Exercise instructions: Each line of the entries below that includes "woman" belongs in your answer.

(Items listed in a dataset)
───
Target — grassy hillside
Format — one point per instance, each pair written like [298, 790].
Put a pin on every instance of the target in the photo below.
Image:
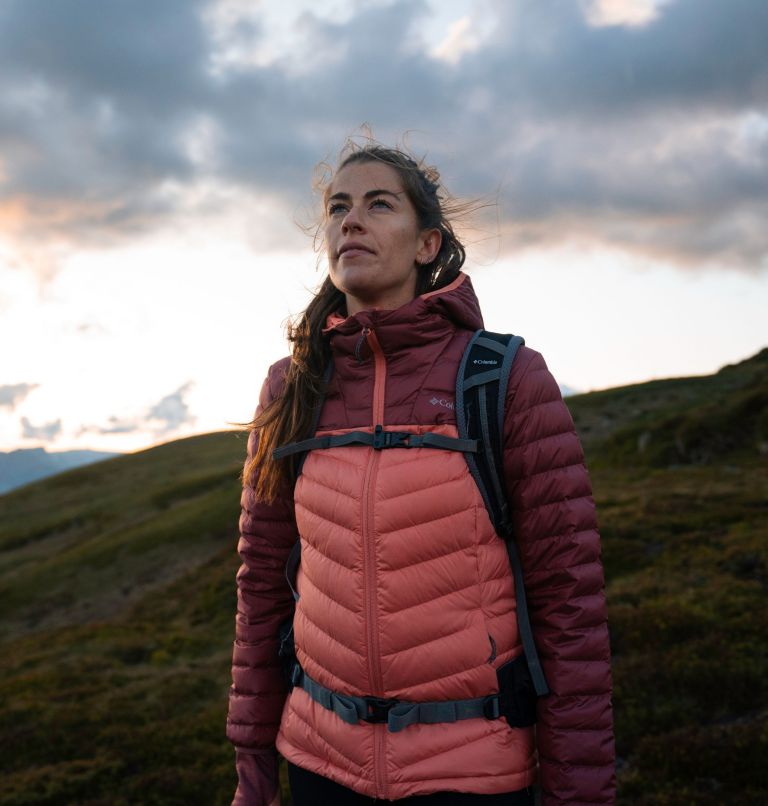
[117, 596]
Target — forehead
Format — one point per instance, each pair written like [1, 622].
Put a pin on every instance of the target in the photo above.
[359, 177]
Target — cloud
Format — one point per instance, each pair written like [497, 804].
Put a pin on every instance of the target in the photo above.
[47, 432]
[172, 411]
[169, 414]
[643, 125]
[12, 394]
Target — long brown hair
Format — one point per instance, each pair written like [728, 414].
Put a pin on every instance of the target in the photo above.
[289, 417]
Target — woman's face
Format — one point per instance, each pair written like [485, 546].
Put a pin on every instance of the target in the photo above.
[373, 237]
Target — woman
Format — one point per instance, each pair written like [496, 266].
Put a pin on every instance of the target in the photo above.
[404, 589]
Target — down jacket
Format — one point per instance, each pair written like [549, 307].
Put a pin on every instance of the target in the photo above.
[405, 589]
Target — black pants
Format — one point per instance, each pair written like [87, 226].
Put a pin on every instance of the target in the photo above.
[310, 789]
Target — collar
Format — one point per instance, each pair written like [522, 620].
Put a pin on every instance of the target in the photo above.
[428, 317]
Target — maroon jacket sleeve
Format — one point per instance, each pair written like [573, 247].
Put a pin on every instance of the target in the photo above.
[264, 600]
[556, 531]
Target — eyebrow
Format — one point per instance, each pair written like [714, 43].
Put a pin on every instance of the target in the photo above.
[367, 195]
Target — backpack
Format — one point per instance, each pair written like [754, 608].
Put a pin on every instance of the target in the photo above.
[481, 386]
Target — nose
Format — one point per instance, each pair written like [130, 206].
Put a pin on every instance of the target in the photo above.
[351, 221]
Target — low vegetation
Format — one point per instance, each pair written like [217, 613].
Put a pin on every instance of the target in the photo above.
[117, 595]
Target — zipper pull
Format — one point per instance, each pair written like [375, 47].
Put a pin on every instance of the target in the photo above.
[359, 346]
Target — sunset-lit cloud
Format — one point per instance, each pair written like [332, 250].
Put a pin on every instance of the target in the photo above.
[156, 204]
[600, 111]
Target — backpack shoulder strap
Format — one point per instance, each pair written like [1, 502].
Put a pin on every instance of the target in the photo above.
[481, 389]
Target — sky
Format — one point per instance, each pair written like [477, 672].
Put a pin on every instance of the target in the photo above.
[156, 188]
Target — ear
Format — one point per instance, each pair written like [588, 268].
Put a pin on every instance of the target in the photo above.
[428, 246]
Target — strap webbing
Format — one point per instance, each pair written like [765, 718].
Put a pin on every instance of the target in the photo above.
[378, 439]
[480, 403]
[397, 714]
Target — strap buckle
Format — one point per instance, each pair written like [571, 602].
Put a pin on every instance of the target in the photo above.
[491, 707]
[389, 439]
[377, 709]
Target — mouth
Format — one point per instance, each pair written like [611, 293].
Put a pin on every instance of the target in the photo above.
[352, 249]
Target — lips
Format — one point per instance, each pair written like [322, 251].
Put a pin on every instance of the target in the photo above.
[352, 248]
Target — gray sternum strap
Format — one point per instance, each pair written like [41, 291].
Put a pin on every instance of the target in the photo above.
[397, 714]
[378, 439]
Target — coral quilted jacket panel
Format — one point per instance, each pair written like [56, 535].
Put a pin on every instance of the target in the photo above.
[405, 589]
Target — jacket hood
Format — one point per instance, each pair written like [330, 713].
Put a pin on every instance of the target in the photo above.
[423, 318]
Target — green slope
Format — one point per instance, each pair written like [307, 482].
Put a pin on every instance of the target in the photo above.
[117, 596]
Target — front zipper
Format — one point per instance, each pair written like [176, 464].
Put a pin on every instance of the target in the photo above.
[369, 561]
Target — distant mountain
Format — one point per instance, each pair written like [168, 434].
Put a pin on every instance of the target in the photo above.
[695, 420]
[29, 464]
[117, 594]
[568, 391]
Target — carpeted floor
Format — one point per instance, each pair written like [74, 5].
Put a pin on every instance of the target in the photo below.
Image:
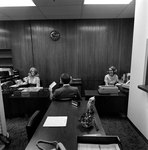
[129, 137]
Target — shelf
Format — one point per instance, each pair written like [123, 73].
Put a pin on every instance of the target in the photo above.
[143, 88]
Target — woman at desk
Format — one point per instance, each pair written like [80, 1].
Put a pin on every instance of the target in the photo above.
[33, 79]
[111, 78]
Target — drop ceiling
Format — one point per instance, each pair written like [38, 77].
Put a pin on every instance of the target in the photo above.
[66, 9]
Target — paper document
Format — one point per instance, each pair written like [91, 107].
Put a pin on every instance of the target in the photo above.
[98, 147]
[55, 121]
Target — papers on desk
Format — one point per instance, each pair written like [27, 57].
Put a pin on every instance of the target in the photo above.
[55, 121]
[98, 147]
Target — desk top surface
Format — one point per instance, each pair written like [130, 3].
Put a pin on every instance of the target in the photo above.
[96, 93]
[66, 135]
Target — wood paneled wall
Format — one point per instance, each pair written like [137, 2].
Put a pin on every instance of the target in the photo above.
[86, 48]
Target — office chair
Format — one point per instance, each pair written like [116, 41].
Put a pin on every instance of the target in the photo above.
[33, 123]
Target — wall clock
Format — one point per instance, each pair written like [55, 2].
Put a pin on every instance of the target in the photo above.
[55, 35]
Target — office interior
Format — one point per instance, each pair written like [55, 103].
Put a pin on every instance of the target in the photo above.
[85, 49]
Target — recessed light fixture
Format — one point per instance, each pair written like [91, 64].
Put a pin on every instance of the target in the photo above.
[93, 2]
[16, 3]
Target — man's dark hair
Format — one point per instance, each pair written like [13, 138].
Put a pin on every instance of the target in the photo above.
[65, 78]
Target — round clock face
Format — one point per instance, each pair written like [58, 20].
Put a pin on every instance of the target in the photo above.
[55, 35]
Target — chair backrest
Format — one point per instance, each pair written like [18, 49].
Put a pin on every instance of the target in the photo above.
[33, 123]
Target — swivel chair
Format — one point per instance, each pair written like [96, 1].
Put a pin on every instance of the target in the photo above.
[33, 123]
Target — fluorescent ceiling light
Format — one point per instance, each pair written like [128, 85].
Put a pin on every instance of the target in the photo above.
[16, 3]
[107, 1]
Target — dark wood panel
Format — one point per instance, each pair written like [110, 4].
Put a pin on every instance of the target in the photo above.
[21, 44]
[86, 48]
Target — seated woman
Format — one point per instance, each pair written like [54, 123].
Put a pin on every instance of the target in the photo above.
[33, 79]
[111, 78]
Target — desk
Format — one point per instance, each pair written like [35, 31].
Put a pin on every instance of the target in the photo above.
[67, 135]
[19, 106]
[109, 103]
[75, 82]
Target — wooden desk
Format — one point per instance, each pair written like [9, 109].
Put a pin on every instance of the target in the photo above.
[19, 106]
[109, 103]
[67, 135]
[76, 83]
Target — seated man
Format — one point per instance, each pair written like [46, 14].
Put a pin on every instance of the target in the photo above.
[66, 92]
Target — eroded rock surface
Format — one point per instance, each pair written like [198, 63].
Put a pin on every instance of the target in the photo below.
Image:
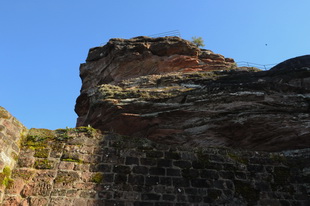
[131, 88]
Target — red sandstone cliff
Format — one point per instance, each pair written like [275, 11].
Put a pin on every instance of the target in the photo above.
[168, 90]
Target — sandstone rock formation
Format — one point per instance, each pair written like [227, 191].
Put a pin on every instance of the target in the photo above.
[170, 91]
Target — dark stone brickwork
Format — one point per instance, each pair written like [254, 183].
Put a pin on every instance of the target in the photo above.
[77, 167]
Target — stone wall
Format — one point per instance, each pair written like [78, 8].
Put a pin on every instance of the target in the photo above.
[11, 131]
[81, 166]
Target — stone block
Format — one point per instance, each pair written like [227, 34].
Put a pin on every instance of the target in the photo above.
[157, 171]
[151, 180]
[132, 161]
[148, 162]
[173, 172]
[120, 178]
[154, 154]
[165, 181]
[122, 169]
[180, 182]
[209, 174]
[150, 196]
[136, 179]
[164, 163]
[172, 155]
[140, 170]
[200, 183]
[182, 164]
[194, 199]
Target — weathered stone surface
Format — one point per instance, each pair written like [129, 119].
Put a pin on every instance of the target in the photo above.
[233, 107]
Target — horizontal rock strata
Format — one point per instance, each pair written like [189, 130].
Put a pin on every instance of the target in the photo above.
[211, 106]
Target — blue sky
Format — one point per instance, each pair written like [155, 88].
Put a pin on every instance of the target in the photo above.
[42, 42]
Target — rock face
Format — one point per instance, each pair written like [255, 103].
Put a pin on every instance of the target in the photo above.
[170, 91]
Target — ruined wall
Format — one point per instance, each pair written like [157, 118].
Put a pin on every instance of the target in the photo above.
[83, 167]
[11, 131]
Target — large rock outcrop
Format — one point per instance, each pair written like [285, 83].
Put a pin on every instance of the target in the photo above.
[170, 91]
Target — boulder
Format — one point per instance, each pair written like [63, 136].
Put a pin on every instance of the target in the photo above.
[194, 99]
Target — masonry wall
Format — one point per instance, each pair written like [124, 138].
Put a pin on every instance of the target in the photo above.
[11, 131]
[82, 167]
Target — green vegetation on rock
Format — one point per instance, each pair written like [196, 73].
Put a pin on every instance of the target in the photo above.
[43, 164]
[97, 178]
[246, 191]
[5, 175]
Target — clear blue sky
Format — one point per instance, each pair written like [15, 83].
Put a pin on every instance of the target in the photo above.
[42, 42]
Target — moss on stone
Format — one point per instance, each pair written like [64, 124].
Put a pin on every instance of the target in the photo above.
[43, 164]
[5, 179]
[73, 160]
[214, 194]
[66, 177]
[97, 178]
[40, 134]
[202, 157]
[238, 158]
[62, 134]
[38, 138]
[41, 152]
[281, 177]
[26, 175]
[244, 189]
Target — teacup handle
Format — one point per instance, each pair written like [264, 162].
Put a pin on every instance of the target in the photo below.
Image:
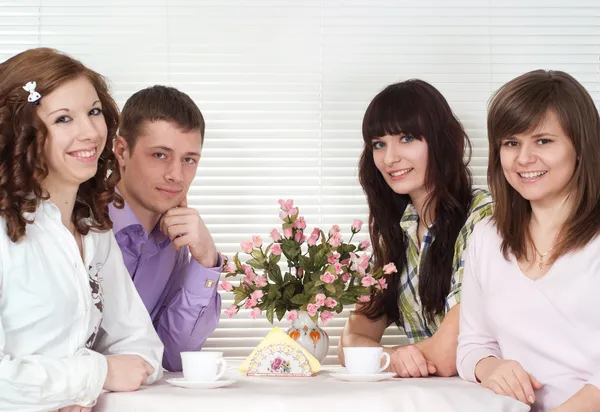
[387, 361]
[223, 364]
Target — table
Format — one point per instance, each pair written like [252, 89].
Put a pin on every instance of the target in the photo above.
[318, 393]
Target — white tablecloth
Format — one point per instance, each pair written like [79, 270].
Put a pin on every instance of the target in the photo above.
[321, 393]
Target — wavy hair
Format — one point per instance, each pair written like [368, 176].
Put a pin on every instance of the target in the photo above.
[23, 135]
[416, 108]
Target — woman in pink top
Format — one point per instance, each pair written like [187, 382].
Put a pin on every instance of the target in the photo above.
[529, 324]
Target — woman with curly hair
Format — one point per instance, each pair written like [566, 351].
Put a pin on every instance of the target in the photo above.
[66, 299]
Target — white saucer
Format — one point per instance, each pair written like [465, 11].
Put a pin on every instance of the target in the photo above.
[366, 377]
[183, 383]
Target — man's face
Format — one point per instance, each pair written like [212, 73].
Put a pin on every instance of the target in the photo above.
[157, 173]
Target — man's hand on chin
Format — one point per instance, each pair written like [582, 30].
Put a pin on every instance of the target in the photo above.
[184, 226]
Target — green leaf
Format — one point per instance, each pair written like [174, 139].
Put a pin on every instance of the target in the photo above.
[255, 263]
[274, 293]
[311, 287]
[275, 274]
[274, 259]
[300, 299]
[290, 249]
[306, 263]
[289, 278]
[289, 292]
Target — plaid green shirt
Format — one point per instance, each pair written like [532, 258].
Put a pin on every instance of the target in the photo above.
[412, 315]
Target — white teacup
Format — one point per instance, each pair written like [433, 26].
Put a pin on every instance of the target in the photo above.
[365, 360]
[203, 365]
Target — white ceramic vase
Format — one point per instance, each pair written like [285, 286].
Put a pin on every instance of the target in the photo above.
[310, 336]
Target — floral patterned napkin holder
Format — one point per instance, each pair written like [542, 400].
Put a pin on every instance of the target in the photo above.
[280, 355]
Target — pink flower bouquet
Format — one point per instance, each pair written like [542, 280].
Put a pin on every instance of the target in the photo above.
[323, 272]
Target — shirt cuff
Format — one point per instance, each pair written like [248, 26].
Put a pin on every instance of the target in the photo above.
[97, 367]
[468, 363]
[200, 280]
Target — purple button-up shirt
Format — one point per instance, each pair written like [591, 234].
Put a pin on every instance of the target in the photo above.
[179, 293]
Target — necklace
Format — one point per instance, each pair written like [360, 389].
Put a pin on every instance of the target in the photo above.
[540, 262]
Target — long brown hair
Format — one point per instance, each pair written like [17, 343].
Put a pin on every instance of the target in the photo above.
[23, 136]
[518, 107]
[417, 108]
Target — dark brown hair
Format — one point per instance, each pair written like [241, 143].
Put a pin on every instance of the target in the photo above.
[23, 136]
[416, 108]
[518, 107]
[158, 103]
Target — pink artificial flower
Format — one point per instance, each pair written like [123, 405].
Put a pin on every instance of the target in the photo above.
[226, 286]
[292, 315]
[368, 281]
[338, 267]
[383, 283]
[246, 247]
[260, 281]
[365, 244]
[333, 258]
[250, 303]
[300, 223]
[250, 275]
[330, 303]
[389, 269]
[320, 299]
[230, 268]
[335, 240]
[363, 263]
[334, 229]
[312, 309]
[275, 235]
[299, 237]
[286, 204]
[254, 313]
[231, 311]
[326, 316]
[327, 277]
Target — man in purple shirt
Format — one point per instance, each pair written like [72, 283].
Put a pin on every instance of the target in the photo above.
[167, 248]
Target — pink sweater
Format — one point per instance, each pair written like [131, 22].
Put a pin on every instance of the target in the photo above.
[551, 326]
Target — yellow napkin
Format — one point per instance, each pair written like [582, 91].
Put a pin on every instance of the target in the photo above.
[278, 336]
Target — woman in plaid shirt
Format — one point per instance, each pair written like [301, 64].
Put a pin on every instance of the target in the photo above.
[422, 212]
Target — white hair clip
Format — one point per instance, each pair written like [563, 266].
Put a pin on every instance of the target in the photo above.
[33, 95]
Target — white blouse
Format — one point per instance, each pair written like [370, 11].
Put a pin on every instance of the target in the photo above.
[59, 317]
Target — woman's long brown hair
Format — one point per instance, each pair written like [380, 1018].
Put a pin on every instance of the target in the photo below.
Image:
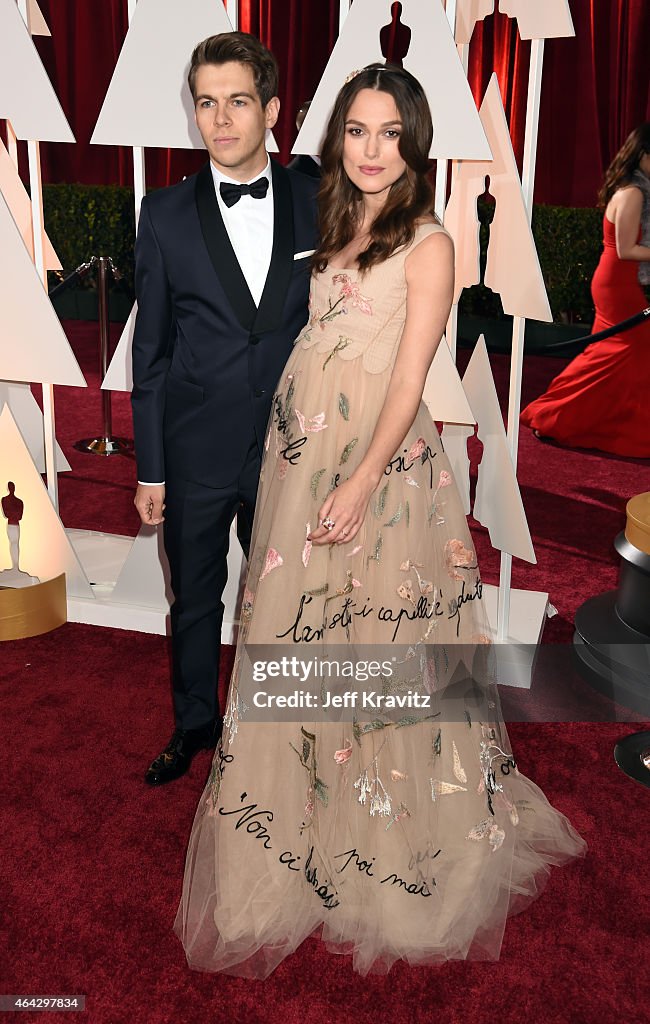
[624, 163]
[340, 207]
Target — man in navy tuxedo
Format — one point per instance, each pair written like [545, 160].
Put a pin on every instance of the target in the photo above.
[222, 285]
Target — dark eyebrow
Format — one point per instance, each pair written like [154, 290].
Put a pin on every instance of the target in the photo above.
[233, 95]
[386, 124]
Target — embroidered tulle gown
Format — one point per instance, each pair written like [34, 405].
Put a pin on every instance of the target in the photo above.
[406, 837]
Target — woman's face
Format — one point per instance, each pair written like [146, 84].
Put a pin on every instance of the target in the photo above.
[371, 147]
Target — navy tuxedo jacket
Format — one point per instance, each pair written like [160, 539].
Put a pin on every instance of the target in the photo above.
[206, 359]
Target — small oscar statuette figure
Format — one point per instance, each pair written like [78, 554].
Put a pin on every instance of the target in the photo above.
[12, 509]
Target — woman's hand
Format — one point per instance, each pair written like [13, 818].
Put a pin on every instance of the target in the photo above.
[345, 507]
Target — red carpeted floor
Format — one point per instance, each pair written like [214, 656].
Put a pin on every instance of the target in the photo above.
[92, 858]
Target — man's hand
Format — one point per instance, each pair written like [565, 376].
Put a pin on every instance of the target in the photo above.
[149, 501]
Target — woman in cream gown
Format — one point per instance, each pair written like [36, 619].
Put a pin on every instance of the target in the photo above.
[392, 834]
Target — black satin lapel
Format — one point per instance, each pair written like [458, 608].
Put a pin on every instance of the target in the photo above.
[221, 252]
[271, 307]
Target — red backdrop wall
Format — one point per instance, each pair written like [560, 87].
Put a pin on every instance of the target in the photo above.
[595, 86]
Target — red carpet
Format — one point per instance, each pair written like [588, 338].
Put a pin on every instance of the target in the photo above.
[92, 861]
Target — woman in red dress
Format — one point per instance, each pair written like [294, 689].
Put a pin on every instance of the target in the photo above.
[602, 398]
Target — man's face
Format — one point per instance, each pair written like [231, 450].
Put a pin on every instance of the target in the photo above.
[231, 120]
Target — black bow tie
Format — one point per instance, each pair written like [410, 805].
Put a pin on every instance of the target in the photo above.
[232, 194]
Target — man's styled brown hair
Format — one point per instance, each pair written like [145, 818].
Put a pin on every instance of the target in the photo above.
[240, 47]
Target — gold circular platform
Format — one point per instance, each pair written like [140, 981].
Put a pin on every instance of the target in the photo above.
[28, 611]
[638, 525]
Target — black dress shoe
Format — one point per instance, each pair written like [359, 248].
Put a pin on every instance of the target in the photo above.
[176, 758]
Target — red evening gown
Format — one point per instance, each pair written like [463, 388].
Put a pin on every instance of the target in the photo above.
[602, 398]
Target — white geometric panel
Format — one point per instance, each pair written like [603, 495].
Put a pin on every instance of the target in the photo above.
[38, 25]
[513, 266]
[18, 202]
[144, 577]
[432, 57]
[455, 437]
[497, 504]
[29, 418]
[468, 12]
[536, 19]
[120, 373]
[34, 345]
[143, 581]
[443, 392]
[148, 102]
[27, 96]
[45, 550]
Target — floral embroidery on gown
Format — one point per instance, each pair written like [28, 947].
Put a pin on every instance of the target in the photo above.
[393, 838]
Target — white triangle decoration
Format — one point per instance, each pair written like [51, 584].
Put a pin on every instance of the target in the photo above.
[38, 25]
[45, 550]
[497, 504]
[120, 373]
[148, 102]
[513, 266]
[432, 57]
[29, 418]
[468, 12]
[443, 392]
[18, 202]
[27, 96]
[143, 581]
[33, 345]
[144, 577]
[455, 443]
[550, 19]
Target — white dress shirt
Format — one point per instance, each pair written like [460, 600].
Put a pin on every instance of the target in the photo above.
[250, 227]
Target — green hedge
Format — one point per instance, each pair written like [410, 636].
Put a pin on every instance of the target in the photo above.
[91, 220]
[97, 220]
[568, 242]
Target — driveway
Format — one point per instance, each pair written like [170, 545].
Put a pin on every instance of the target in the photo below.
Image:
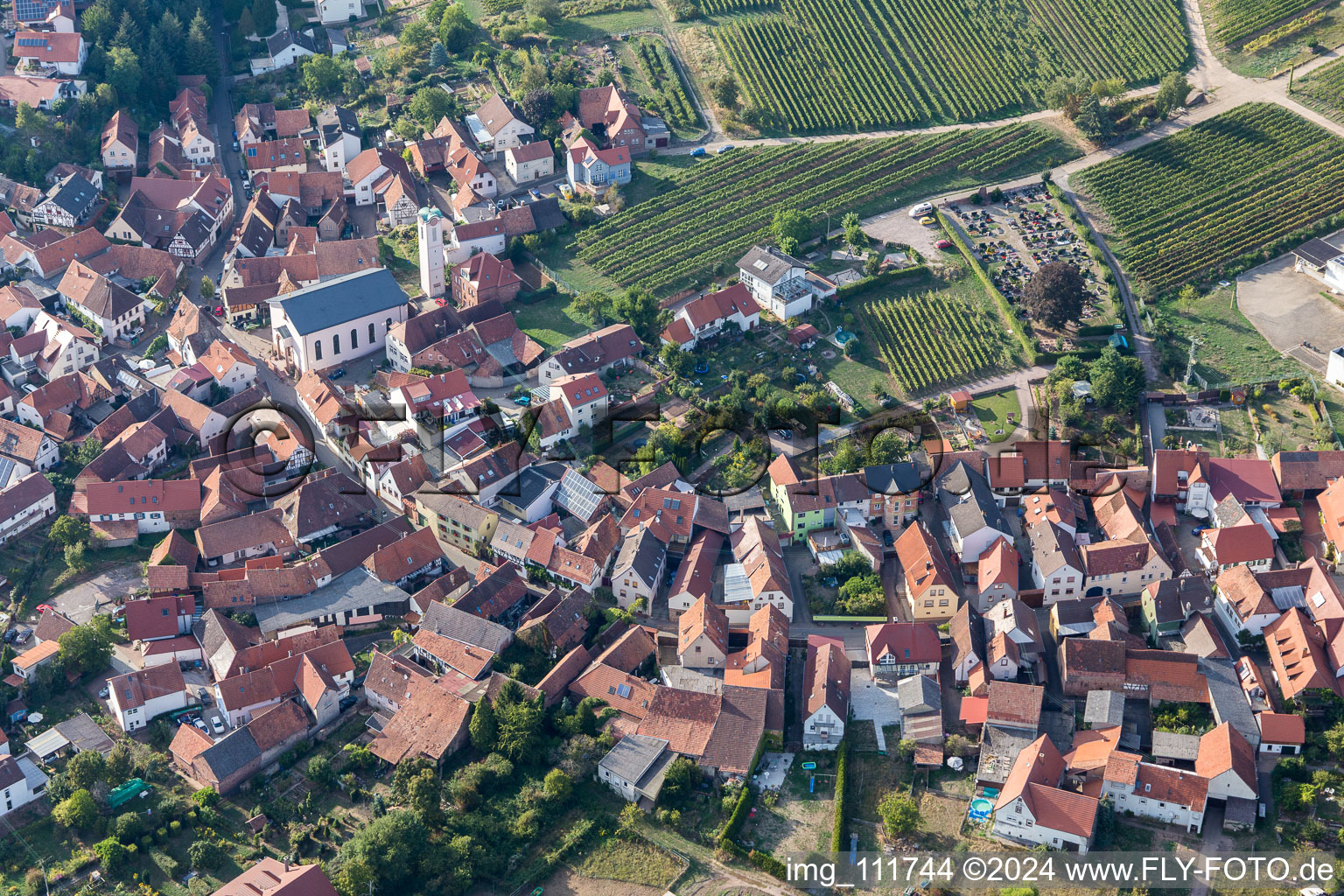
[870, 702]
[95, 595]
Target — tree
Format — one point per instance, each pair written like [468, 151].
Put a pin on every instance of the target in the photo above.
───
Answer:
Target — woman's face
Target — woman
Target — woman at desk
Target — seated woman
Target — woman in pink top
Target — woman with curly hair
Target — woman in plaid shirt
Target — woman's long brown hair
Target — woman's face
Target — woman's hand
Target — woman in cream gown
Target — woman in red dress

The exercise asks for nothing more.